** BEGIN DATA PROVIDED **

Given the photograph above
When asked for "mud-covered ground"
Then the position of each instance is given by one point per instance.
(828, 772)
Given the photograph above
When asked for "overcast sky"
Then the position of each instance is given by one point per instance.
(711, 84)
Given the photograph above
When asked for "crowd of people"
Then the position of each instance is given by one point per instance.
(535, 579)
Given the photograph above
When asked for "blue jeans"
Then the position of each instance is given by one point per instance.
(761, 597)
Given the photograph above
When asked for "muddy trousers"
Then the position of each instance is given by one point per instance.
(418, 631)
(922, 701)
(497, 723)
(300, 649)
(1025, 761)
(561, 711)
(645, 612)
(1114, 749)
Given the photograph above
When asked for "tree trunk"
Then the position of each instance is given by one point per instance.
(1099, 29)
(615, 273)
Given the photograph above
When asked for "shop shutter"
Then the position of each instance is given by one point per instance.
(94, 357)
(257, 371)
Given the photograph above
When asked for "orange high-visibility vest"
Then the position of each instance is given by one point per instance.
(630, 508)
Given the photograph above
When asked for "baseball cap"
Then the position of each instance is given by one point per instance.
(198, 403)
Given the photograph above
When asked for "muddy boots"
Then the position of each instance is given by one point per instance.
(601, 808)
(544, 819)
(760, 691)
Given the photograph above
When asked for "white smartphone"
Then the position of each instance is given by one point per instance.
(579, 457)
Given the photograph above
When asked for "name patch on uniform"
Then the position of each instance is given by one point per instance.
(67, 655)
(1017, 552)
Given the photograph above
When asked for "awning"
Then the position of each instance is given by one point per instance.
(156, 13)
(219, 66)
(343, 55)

** END DATA PROVIDED **
** BEGIN DATA PROVIDED **

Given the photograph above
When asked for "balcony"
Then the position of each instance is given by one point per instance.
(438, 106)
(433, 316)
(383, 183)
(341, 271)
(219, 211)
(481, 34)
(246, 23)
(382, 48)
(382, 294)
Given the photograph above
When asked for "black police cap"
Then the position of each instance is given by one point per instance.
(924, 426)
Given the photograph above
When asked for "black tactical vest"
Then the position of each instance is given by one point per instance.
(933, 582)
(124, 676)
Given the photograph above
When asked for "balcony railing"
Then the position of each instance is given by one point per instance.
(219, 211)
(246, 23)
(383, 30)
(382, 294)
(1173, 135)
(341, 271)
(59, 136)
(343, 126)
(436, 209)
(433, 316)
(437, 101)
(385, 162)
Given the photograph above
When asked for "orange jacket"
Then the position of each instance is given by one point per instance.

** END DATA PROVIDED **

▶ _TASK PROMPT_: Please count the lines in the entries above that contain the string "black", matching case exactly, and give only that number.

▶ _SOLUTION TO THIS EXERCISE_: 2